■ Records shown
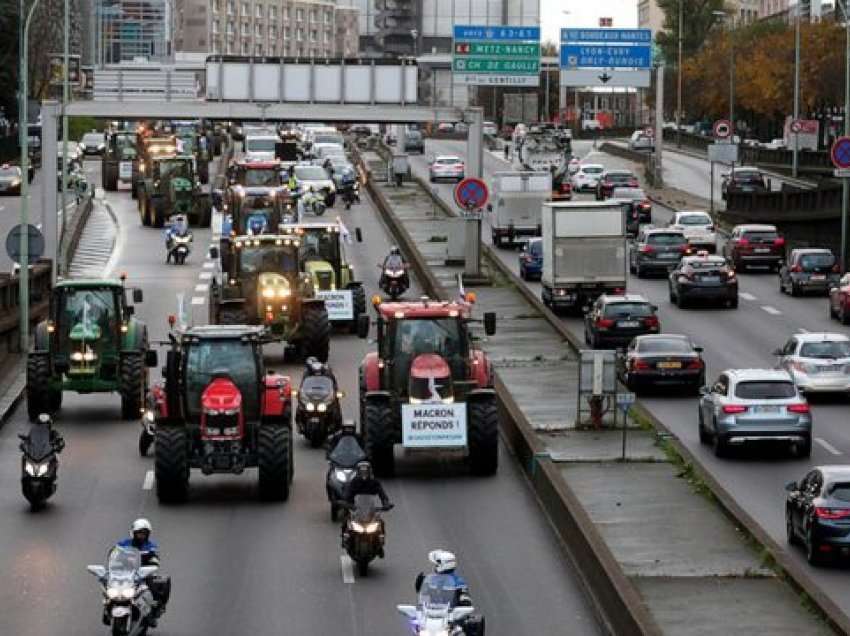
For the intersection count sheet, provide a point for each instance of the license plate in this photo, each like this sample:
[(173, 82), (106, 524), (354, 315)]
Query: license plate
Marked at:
[(669, 365), (765, 409)]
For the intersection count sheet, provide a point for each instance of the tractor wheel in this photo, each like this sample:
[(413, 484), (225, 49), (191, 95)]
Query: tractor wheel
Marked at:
[(132, 386), (358, 300), (231, 316), (274, 451), (379, 431), (38, 386), (316, 332), (483, 437), (171, 464)]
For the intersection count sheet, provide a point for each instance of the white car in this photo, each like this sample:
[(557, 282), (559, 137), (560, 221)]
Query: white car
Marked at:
[(698, 228), (818, 362), (446, 167), (587, 176)]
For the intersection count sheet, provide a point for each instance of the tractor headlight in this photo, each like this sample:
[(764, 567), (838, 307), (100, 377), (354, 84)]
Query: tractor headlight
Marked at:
[(35, 469)]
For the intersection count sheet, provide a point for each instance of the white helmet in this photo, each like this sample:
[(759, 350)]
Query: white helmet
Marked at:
[(443, 560), (141, 524)]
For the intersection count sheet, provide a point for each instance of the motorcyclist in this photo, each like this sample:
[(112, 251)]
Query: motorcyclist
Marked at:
[(179, 227), (445, 564), (140, 539)]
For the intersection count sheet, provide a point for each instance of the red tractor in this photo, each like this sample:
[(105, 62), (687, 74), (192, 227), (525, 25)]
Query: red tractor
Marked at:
[(219, 411), (427, 387)]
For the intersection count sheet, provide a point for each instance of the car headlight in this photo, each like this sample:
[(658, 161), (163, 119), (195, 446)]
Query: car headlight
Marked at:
[(34, 469), (343, 474)]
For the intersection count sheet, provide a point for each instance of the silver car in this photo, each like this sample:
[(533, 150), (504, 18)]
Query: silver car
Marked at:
[(747, 406), (817, 362)]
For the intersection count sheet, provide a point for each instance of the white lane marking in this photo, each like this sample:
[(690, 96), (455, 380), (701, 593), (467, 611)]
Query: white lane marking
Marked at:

■ To be done
Quote word for word the lines of the records from the line containing "of the motorcyclist" through the line containing "[(179, 227), (445, 564), (140, 539)]", including both of those lines.

■ Final result
For the intersection count sheet, provide a point for each instance of the motorcyclist in this photo, each like this sample:
[(112, 251)]
Query: motorcyclist
Marked at:
[(179, 227), (445, 564), (140, 539)]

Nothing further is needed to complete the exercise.